Dataset entries
▼
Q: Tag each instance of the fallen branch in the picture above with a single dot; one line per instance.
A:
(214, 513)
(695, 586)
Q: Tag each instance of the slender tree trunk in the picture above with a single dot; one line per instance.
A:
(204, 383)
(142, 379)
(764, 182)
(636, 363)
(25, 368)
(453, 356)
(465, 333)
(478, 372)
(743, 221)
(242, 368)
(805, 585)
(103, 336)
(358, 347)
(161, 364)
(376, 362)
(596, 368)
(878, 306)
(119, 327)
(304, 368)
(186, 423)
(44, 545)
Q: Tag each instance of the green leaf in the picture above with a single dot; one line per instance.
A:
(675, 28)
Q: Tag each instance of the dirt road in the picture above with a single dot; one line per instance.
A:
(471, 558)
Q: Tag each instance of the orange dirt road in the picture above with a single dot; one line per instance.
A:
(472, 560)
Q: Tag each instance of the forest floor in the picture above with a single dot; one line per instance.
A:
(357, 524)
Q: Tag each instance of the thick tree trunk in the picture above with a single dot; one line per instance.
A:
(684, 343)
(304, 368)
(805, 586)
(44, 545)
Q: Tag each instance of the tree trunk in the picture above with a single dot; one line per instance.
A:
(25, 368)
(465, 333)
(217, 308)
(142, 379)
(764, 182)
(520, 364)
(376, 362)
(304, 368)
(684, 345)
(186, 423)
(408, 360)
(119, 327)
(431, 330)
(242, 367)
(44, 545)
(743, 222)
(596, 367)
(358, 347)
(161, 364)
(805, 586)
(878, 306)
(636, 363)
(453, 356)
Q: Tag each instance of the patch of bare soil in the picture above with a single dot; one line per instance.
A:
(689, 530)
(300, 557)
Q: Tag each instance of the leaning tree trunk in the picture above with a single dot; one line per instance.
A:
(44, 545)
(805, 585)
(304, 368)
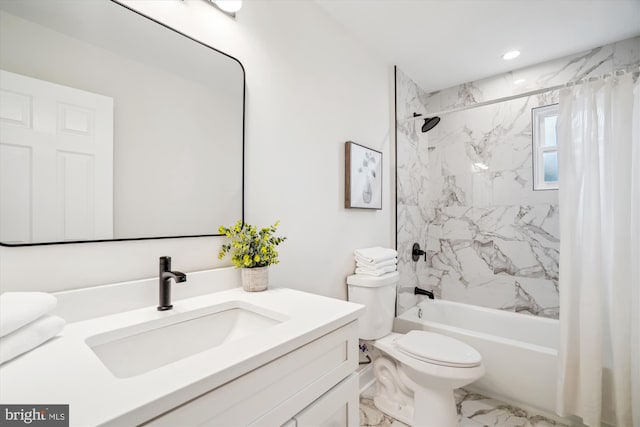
▲
Whichever lines of the data include the word "dirt", pull them out.

- [WRITTEN ANSWER]:
Q: Tag each instance of the dirt road in the picture above with a single dot; one line per instance.
Q: Tag each instance of the orange dirt road in the picture above with a single dot; one line per instance.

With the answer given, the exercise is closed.